(Aim of the exercise): Reproduce exactly, and only, the lines below from the one containing "wooden floor, returned" through the one containing "glass pane, returned".
:: Dataset extract ::
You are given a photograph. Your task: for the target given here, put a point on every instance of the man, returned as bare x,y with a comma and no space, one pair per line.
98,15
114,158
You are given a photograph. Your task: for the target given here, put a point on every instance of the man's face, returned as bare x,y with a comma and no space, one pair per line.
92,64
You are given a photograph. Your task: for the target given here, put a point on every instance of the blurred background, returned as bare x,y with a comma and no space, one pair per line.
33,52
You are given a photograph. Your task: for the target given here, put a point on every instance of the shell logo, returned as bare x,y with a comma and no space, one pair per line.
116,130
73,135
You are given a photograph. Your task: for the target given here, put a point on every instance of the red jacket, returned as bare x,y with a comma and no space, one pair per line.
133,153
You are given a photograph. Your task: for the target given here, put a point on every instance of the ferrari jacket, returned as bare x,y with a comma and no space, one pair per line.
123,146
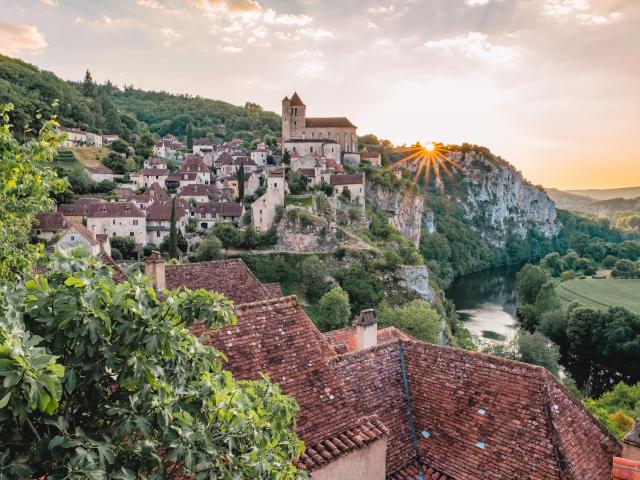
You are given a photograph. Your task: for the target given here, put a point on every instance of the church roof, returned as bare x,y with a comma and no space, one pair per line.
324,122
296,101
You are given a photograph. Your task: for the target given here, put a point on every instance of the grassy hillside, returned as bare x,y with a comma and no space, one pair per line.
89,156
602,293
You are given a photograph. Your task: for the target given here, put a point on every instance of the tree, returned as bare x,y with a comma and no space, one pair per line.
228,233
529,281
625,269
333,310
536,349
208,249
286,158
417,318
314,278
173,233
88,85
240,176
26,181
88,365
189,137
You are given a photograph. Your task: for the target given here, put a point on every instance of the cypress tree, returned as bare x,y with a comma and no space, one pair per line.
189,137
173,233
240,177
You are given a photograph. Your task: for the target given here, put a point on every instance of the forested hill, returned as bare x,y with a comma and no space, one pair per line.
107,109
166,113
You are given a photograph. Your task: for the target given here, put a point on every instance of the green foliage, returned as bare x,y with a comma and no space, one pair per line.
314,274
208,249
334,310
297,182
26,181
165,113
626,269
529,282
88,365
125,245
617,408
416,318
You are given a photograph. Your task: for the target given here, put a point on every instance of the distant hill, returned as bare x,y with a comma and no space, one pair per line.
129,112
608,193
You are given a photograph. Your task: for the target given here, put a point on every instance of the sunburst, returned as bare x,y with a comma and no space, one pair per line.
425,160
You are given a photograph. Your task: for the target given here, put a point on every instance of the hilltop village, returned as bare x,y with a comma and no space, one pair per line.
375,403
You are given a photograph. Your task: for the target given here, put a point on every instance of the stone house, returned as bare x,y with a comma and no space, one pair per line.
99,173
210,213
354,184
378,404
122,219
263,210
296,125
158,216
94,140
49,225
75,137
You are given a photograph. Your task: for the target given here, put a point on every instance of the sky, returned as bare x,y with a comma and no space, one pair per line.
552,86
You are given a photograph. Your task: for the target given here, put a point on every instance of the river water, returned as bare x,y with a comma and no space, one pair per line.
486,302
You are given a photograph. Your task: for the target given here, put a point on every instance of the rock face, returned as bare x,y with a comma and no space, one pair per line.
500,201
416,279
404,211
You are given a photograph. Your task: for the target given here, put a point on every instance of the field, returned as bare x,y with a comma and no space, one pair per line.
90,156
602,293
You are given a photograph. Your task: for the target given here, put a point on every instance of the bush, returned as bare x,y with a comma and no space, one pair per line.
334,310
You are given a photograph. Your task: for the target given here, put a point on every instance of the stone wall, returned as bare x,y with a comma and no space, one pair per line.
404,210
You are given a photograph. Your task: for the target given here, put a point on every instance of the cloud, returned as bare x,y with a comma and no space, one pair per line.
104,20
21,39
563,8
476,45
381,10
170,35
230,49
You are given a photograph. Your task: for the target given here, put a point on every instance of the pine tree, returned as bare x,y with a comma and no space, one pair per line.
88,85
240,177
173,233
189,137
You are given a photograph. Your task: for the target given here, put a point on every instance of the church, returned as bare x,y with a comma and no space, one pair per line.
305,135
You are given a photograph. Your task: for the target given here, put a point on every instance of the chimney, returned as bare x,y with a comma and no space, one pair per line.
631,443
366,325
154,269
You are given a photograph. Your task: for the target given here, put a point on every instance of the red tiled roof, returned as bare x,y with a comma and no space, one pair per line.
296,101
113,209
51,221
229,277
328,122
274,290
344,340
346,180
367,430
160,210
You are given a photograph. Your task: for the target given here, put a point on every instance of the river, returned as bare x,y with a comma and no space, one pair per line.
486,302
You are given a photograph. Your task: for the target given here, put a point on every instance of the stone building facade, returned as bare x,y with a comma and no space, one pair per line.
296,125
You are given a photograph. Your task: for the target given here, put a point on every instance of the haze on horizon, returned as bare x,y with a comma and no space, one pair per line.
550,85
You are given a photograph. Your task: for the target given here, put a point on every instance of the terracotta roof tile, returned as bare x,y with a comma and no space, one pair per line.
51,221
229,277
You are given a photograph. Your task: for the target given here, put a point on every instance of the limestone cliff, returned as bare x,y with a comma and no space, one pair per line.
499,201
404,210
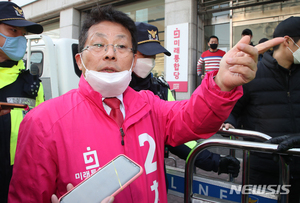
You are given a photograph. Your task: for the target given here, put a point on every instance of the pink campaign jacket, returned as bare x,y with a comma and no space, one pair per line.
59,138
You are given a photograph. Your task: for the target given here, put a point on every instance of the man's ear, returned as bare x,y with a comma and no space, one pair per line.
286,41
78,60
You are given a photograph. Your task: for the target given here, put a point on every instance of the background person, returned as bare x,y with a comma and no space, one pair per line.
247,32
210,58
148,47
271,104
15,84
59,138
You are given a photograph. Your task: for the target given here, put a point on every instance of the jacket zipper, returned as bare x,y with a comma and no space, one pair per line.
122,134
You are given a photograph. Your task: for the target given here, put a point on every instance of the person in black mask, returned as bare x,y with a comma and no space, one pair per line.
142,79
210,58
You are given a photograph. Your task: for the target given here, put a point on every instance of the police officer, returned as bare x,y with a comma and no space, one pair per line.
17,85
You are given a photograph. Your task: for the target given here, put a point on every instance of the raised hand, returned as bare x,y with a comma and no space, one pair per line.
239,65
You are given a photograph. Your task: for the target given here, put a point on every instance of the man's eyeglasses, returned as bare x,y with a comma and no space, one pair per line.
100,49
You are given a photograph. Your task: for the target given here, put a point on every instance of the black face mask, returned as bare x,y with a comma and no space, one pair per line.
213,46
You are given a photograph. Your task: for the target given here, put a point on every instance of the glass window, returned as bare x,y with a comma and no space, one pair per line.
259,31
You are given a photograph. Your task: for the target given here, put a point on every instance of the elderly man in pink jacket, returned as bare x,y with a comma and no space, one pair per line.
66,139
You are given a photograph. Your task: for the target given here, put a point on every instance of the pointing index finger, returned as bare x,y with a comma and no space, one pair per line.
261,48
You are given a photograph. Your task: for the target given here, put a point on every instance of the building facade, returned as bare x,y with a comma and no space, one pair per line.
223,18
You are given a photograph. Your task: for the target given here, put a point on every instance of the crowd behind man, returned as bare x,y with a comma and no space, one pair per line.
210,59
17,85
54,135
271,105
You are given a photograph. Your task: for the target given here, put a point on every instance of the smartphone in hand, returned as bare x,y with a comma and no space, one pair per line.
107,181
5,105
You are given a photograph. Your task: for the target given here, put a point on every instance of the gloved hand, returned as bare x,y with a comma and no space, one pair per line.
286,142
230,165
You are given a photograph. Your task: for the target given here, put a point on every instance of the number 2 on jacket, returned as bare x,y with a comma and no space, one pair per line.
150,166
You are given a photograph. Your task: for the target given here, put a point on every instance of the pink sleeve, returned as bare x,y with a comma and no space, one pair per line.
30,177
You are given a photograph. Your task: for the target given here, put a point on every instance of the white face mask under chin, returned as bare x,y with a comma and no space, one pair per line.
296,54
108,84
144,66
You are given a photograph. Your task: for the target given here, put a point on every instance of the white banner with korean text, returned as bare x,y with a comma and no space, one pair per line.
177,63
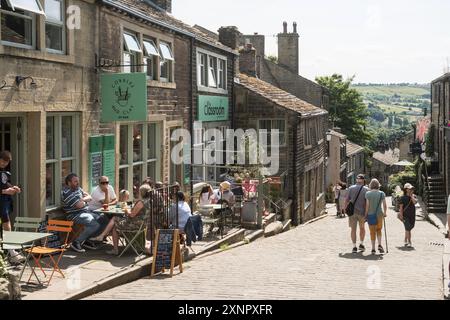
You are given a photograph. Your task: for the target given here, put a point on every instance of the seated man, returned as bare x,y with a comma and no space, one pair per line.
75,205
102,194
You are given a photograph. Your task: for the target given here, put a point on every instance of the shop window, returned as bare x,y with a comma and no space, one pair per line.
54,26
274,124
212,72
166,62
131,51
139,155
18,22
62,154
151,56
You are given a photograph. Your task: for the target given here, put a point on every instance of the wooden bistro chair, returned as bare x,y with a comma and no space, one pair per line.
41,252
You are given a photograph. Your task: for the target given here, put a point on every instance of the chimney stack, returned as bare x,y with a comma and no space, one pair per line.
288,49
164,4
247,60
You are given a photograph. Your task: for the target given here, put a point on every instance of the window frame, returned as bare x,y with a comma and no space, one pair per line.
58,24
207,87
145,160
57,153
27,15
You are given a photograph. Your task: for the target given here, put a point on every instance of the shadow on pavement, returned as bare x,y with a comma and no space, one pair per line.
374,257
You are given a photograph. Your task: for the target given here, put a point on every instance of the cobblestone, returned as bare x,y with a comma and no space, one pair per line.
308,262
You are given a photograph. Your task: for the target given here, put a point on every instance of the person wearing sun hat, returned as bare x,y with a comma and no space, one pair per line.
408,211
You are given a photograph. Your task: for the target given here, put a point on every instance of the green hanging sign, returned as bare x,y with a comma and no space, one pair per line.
:::
:: Dataset extract ::
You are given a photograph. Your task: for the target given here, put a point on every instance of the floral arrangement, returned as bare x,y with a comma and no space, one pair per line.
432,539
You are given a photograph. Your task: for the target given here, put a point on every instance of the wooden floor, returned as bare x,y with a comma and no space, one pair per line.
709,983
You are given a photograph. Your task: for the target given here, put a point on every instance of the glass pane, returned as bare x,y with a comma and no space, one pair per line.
:::
:: Dataset extract ::
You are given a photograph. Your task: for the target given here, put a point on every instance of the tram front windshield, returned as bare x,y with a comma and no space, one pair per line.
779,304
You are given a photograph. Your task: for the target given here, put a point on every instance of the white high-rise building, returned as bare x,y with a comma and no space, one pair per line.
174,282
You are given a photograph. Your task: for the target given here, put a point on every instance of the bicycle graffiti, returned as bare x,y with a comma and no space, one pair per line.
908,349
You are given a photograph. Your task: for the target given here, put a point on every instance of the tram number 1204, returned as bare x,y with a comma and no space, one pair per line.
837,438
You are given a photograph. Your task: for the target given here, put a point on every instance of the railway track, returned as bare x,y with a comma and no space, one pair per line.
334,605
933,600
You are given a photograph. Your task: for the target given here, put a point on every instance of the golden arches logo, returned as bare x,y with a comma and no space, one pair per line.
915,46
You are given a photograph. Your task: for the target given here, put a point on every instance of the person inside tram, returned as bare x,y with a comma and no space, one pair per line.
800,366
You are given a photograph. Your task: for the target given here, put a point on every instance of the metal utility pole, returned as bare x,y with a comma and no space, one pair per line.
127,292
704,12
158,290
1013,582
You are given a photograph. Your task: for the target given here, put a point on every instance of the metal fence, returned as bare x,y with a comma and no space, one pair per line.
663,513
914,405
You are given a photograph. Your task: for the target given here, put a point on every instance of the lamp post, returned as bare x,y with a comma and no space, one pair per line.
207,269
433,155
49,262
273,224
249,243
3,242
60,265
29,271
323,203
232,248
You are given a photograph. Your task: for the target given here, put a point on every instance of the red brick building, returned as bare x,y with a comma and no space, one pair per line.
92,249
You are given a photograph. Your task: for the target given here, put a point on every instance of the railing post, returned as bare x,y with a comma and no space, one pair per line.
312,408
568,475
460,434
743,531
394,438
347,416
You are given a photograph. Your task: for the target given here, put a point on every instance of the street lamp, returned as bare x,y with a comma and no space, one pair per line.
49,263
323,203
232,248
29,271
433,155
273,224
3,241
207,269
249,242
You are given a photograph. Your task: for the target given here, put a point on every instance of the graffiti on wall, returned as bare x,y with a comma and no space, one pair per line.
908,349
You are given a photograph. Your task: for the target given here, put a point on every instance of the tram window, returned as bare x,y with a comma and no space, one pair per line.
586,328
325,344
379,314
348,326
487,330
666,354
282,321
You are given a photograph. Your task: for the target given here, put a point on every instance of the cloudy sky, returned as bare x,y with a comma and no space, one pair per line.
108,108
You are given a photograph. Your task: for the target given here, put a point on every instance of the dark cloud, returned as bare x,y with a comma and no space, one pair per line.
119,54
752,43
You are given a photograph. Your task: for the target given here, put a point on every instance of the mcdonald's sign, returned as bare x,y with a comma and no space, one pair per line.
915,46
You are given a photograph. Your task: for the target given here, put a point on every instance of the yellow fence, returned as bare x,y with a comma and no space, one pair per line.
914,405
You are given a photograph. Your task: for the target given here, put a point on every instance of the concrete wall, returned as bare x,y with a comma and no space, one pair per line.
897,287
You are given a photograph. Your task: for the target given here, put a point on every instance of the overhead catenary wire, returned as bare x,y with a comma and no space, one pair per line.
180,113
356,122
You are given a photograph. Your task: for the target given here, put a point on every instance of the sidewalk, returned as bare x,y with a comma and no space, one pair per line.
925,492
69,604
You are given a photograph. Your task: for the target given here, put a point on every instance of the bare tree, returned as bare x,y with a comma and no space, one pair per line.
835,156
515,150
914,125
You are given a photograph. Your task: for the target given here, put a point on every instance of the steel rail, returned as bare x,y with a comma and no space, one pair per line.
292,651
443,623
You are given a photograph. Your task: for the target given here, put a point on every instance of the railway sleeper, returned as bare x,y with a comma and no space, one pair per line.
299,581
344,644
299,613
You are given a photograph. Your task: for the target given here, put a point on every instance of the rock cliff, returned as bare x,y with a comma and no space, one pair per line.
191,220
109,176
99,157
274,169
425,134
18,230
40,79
:::
(Task response):
You are given a photograph. Your task: for the target given here, put a point on every instance of the wooden floor, returned as bare x,y with a comma and no space, one pair per line.
709,983
You are given a photograph. Your task: for the target given here, put a point on every instance of the glass pane, returned as bare x,y with a comma and no space, one pair per line.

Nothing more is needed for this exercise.